**Text excerpt**
Happy New Year!!! I’m not sure if it is a good sign or a bad sign that the first time I heard about “Dry January” was one week ago!
Apparently, Dry January began in 2012 as an initiative by Alcohol Change UK, a British non-profit, to ‘ditch the hangover, reduce the waistline and save some money by giving up alcohol for 31 days.”
Now, millions of people take part in the challenge, as they start the new year focusing on their health after (perhaps) weeks of drinking and overeating. Last year, about 41% of the adults surveyed by Civic Science, a worldwide opinion research company, admitted that they intended to take part in Dry January though only 16% actually managed to abstain all month.
— Betty Long, RN, MHA, President/CEO, Guardian Nurses Health Advocates
Let’s Talk About Dry January
If you’re wondering why you should face the world without a sip of wine, beer or spirits for a month — especially during the coldest, darkest, dreariest time of the year — there are some compelling health reasons to do it. Especially for women. Biological sex differences mean women’s bodies absorb more alcohol than men’s and take longer to break it down.
The Centers for Disease Control and Prevention (CDC) warns that alcohol increases the risk of cancer of the mouth, throat, esophagus, liver, colon, and breast among women. Women who drink are also more vulnerable to brain and heart damage than men. Their risk of cirrhosis and other alcohol-related liver diseases is higher than for men.
Drinking is such a big factor that the CDC has identified limited alcohol intake as one of its four “totally doable New Year’s resolutions” that will reduce the risk breast cancer.

**Exercises to complete**
1. From the Dry January piece, reproduce the stretch from "The Centers for" through "than for men." word for word.
2. Translate this sentence from the Dry January piece into Spanish: "Women who drink are also more vulnerable to brain and heart damage than men."

**Data for review**
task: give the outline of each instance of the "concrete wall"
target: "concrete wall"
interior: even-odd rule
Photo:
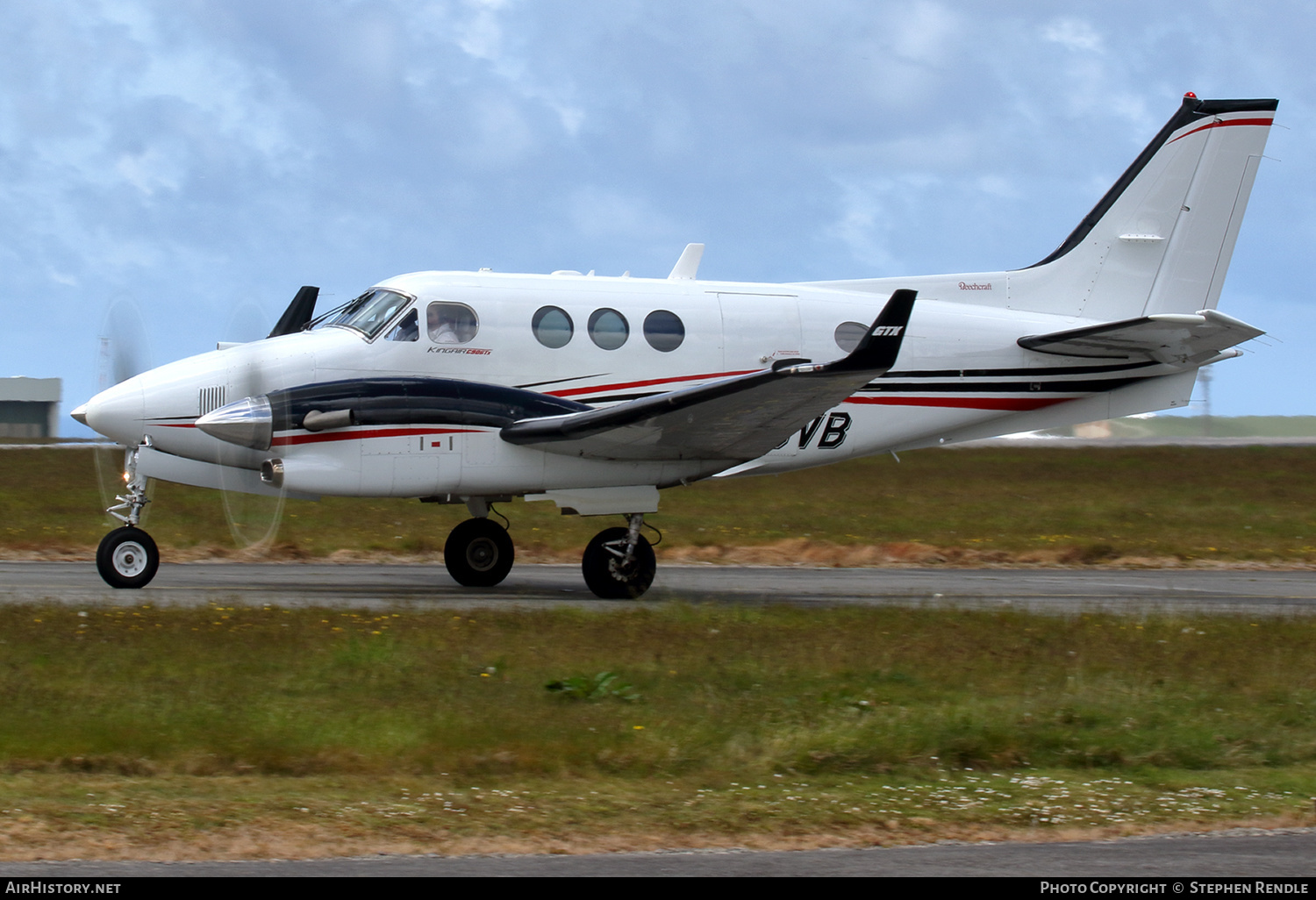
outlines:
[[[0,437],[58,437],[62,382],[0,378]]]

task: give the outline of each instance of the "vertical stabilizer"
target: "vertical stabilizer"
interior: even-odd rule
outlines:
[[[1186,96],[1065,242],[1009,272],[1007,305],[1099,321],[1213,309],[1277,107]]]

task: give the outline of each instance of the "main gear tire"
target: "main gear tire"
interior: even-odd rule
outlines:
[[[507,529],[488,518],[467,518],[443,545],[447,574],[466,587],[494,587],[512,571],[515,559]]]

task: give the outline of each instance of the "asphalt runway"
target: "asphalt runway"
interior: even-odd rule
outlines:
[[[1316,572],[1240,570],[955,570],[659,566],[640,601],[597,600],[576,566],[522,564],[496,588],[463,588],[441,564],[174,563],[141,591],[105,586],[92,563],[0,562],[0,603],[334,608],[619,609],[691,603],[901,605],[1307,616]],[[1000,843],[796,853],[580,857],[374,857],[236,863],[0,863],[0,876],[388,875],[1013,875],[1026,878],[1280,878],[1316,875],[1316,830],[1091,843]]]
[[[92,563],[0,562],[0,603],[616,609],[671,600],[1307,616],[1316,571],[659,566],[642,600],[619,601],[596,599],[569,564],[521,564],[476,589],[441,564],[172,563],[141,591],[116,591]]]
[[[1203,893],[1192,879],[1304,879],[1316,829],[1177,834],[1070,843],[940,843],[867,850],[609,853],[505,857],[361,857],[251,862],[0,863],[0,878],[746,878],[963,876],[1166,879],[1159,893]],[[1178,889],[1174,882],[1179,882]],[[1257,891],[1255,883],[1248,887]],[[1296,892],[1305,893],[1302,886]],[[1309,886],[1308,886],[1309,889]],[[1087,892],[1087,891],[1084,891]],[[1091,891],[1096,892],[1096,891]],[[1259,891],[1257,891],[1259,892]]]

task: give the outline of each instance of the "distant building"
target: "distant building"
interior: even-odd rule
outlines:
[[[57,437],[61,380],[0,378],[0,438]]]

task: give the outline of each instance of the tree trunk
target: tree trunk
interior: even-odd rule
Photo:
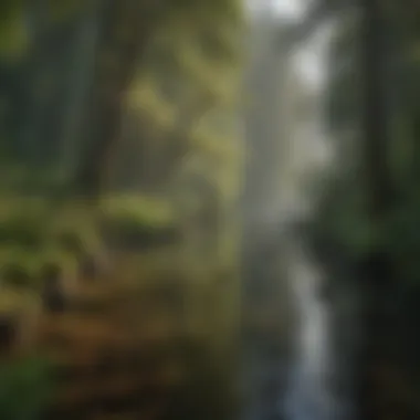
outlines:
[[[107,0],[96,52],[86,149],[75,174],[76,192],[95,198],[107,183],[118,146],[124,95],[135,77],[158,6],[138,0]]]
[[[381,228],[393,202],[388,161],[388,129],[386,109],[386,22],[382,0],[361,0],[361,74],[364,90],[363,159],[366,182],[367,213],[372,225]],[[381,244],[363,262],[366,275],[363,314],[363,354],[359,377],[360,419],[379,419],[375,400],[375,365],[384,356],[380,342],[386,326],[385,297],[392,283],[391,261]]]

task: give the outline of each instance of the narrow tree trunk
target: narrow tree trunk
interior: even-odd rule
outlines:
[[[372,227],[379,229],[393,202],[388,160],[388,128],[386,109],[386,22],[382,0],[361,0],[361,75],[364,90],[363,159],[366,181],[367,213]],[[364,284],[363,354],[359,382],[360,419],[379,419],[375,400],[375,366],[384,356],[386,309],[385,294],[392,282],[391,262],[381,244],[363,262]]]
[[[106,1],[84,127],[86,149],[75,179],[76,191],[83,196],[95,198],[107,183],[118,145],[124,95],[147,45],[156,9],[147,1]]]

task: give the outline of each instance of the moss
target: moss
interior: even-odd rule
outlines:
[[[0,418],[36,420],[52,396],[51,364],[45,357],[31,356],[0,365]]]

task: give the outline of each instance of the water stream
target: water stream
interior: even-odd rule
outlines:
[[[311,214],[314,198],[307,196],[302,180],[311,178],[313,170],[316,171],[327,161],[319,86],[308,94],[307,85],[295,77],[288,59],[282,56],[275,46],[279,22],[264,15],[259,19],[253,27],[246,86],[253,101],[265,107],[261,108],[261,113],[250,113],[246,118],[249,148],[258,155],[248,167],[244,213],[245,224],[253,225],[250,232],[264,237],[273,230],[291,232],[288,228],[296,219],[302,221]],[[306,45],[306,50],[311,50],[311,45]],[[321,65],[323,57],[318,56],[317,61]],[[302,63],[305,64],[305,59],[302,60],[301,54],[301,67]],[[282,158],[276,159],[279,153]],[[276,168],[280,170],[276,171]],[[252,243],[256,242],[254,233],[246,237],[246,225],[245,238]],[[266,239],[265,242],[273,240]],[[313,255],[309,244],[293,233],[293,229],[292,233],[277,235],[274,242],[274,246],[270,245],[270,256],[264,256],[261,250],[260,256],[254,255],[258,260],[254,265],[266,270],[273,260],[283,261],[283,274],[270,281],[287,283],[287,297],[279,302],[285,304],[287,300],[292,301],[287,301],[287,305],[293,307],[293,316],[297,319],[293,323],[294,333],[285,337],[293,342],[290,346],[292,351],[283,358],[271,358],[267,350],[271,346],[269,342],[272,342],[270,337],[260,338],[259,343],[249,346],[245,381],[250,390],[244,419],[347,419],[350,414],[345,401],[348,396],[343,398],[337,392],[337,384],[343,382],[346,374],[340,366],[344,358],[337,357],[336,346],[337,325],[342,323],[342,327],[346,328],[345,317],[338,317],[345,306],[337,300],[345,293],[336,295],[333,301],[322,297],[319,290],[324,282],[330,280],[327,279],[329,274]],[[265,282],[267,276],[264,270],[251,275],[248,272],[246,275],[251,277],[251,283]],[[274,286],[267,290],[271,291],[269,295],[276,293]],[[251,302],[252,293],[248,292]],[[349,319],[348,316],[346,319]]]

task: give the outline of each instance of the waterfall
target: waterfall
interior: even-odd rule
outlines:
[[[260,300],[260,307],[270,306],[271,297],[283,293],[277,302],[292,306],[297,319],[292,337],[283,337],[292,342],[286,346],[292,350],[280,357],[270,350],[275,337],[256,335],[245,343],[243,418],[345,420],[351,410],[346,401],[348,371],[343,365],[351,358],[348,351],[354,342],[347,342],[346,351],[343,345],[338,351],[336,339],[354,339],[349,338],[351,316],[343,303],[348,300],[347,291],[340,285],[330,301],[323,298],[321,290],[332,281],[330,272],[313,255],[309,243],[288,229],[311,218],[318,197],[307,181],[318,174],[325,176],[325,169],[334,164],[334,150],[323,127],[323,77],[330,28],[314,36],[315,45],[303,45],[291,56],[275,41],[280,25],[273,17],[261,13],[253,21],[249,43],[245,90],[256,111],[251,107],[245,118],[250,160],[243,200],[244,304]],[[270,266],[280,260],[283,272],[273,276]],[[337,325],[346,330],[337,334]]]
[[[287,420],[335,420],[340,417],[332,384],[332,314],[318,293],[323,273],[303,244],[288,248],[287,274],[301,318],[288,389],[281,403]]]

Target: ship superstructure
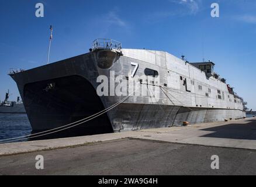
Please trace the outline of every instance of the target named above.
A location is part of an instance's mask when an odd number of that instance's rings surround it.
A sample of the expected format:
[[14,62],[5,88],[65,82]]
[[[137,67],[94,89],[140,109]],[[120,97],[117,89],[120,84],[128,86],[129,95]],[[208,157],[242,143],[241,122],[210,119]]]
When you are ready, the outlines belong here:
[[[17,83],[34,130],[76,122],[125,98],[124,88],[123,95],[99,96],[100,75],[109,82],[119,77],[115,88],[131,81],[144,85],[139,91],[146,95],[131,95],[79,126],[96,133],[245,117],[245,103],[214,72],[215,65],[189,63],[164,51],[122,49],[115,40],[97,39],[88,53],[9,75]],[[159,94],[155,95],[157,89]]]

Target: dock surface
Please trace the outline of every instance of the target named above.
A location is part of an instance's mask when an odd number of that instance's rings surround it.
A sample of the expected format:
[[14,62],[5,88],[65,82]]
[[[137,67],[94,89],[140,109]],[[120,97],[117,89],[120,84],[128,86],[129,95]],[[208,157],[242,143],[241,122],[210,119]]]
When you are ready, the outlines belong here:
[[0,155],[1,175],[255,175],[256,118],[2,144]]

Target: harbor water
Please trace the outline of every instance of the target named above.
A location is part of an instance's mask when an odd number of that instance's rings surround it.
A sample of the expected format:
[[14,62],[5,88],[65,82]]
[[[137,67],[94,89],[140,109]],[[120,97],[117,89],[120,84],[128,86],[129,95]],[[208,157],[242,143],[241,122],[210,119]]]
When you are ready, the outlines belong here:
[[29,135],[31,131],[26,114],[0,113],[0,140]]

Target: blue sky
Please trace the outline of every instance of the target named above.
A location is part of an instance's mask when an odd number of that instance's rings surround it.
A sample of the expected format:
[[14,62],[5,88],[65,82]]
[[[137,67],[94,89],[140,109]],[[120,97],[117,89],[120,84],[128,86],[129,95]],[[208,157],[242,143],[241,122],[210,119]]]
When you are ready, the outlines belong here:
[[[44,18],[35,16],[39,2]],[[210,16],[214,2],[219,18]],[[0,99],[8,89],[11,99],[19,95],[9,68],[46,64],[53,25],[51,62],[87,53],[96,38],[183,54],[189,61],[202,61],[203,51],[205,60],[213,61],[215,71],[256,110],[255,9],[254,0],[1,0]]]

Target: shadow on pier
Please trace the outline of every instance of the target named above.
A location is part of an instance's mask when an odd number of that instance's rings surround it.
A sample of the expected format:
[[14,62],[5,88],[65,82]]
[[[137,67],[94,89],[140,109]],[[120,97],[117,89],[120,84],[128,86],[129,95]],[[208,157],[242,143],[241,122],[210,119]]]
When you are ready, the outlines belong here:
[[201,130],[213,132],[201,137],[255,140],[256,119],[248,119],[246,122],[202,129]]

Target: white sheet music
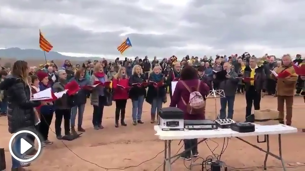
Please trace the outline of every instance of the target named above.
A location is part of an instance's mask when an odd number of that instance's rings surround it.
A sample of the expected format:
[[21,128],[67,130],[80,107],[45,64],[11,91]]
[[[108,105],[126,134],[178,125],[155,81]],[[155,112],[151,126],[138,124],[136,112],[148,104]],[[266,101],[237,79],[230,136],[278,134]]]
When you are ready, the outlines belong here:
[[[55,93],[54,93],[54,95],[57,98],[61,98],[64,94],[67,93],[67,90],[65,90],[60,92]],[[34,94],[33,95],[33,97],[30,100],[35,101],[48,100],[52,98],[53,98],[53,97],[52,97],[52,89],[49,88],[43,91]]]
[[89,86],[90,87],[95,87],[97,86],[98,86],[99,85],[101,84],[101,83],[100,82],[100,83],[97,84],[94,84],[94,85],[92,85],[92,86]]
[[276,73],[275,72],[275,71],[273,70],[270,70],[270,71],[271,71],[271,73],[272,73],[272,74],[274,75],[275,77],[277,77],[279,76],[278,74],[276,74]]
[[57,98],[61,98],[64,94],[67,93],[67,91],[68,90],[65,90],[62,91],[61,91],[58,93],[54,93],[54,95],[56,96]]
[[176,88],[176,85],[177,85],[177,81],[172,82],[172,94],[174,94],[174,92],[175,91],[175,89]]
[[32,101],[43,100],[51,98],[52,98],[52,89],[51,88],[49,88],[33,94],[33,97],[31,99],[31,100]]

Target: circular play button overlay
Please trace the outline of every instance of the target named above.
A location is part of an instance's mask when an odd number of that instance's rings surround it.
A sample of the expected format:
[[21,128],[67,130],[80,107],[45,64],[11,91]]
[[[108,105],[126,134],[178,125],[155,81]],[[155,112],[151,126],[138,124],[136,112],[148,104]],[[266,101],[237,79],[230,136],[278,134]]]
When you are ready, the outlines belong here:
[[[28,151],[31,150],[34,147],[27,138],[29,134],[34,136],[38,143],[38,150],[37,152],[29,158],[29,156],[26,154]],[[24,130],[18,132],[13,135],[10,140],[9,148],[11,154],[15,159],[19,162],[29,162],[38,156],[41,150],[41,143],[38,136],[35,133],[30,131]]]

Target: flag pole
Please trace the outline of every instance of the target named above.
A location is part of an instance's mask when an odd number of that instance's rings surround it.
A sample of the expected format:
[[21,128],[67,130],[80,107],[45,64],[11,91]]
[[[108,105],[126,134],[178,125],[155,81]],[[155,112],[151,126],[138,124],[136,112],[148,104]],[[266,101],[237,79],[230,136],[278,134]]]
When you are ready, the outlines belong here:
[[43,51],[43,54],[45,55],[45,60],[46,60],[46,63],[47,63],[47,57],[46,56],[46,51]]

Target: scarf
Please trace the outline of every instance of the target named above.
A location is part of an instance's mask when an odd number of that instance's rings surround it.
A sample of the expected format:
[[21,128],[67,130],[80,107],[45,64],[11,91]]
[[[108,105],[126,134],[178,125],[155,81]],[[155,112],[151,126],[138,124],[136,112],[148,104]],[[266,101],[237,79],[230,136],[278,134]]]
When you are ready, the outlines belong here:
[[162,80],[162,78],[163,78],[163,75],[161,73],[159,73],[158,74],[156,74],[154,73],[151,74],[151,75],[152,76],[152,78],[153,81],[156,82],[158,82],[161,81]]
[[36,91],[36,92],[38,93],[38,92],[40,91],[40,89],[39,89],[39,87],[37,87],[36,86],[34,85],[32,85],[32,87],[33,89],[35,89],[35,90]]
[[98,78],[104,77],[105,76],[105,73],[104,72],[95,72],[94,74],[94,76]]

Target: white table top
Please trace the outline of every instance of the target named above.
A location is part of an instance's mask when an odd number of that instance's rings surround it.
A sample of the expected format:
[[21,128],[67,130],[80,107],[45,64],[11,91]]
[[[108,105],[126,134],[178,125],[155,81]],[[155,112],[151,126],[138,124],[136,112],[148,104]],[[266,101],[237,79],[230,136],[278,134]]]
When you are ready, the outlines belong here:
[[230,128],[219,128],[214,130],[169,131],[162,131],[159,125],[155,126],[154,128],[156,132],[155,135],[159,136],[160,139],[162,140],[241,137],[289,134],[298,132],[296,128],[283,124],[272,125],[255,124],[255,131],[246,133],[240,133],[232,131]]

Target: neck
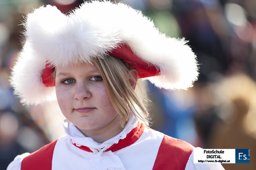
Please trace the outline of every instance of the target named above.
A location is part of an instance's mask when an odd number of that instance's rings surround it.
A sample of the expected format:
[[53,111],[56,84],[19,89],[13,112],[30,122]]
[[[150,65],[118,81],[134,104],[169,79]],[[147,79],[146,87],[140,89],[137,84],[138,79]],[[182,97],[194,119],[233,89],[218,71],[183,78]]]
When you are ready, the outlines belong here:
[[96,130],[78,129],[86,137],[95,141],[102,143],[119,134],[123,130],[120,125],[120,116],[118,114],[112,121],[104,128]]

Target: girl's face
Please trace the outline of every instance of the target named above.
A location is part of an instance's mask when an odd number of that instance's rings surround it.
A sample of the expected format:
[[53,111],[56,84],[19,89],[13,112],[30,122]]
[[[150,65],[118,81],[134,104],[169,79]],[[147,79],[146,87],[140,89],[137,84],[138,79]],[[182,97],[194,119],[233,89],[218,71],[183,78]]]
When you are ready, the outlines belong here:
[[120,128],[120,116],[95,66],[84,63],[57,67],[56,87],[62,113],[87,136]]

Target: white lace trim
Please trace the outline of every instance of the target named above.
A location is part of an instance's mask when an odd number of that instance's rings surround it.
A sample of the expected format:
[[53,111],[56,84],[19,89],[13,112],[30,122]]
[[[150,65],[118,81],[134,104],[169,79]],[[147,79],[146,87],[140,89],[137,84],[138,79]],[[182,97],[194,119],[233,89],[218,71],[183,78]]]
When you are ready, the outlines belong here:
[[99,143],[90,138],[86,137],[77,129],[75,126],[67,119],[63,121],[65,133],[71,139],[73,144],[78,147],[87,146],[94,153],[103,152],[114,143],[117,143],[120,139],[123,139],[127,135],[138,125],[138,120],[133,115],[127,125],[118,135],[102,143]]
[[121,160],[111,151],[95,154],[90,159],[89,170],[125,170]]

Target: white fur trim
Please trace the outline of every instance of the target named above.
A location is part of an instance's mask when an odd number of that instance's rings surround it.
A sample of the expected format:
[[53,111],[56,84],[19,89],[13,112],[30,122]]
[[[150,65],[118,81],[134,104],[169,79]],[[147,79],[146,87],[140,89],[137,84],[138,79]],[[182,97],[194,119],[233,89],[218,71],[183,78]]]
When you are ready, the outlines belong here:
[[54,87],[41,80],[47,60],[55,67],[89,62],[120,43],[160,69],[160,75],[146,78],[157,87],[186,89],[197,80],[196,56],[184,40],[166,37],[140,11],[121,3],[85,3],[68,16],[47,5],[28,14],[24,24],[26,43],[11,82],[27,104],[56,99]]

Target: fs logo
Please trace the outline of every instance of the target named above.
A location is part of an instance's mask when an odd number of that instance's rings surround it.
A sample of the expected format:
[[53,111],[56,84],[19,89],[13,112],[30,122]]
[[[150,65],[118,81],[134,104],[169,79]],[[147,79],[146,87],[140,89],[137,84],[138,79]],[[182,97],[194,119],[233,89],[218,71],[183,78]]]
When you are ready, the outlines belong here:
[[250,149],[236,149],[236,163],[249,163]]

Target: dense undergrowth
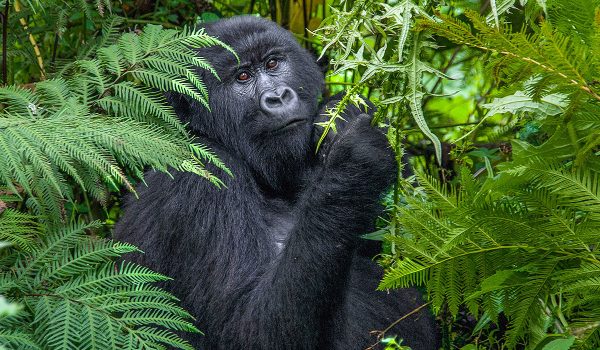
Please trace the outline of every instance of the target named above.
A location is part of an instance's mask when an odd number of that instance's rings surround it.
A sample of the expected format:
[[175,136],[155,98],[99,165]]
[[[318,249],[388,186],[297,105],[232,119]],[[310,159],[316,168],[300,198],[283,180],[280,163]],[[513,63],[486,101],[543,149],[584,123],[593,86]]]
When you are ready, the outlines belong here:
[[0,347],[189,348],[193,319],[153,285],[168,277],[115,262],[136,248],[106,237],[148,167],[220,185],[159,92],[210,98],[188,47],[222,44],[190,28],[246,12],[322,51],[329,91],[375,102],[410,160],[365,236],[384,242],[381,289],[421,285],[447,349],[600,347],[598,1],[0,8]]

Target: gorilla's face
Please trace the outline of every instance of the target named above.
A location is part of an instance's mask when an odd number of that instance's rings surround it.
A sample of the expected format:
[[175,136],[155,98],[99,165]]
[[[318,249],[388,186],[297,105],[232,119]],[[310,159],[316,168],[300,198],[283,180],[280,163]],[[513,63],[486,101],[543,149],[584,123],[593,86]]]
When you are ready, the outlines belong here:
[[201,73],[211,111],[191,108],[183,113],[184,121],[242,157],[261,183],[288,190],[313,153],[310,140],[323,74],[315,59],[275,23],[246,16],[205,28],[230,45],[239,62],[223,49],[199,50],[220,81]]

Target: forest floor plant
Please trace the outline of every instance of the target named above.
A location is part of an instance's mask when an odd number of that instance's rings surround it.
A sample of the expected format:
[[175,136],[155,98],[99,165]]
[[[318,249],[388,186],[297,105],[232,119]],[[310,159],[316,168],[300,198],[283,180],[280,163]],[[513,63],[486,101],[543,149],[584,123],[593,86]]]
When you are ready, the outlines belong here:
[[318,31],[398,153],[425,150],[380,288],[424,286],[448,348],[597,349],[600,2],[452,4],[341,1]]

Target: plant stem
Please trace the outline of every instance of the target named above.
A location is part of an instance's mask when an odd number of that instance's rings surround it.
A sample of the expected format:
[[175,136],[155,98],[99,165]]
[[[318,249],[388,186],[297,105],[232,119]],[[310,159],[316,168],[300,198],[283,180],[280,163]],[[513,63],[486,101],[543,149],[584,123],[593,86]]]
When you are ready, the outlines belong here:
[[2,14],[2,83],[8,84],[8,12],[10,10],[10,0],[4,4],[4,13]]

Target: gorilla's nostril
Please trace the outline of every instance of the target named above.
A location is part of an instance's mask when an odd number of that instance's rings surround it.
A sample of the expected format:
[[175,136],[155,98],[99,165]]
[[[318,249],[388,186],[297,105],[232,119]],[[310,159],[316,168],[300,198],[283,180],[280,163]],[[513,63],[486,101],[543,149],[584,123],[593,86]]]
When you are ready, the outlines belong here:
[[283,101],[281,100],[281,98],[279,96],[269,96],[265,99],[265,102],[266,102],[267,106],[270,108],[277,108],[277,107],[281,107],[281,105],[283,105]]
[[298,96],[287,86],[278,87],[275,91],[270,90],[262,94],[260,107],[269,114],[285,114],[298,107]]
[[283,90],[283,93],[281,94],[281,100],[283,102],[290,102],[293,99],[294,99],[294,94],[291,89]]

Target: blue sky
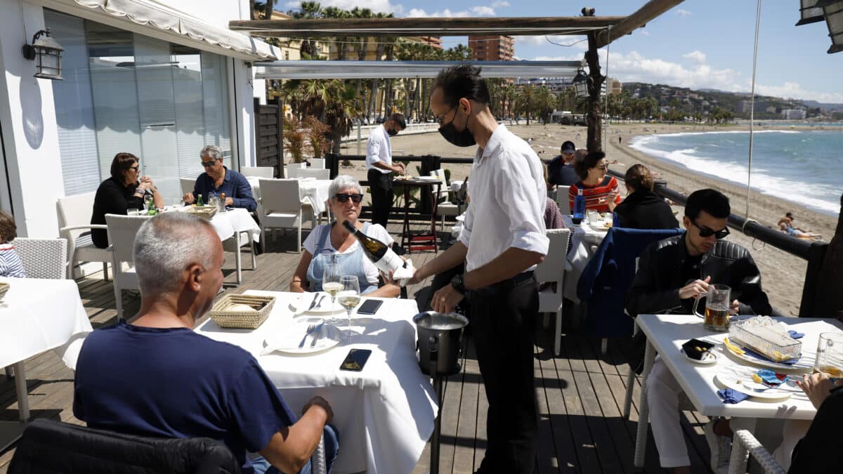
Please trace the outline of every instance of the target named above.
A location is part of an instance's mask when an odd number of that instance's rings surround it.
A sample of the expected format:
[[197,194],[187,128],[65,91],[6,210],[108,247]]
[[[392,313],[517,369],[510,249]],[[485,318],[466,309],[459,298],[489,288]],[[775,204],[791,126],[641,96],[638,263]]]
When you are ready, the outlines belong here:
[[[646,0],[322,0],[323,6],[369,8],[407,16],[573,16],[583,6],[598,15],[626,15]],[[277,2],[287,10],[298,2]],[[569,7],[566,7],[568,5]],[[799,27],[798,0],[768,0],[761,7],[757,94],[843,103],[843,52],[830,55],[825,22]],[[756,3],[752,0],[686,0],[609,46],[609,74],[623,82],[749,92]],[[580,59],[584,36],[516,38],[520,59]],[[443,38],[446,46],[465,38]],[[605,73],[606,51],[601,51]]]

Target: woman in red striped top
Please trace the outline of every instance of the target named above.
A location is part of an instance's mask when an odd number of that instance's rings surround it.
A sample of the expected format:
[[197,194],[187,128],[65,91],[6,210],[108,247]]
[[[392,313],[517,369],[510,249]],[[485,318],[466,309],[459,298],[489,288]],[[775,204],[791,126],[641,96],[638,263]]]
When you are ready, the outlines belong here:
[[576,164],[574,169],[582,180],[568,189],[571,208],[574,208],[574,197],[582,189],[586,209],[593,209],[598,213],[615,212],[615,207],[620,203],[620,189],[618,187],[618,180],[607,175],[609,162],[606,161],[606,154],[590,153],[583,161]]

**Response list**
1.
The Centers for Disease Control and Prevention (CDC) warns that alcohol increases the risk of cancer of the mouth, throat, esophagus, liver, colon, and breast among women. Women who drink are also more vulnerable to brain and heart damage than men. Their risk of cirrhosis and other alcohol-related liver diseases is higher than for men.

2. Las mujeres que beben también son más vulnerables que los hombres a los daños cerebrales y cardíacos.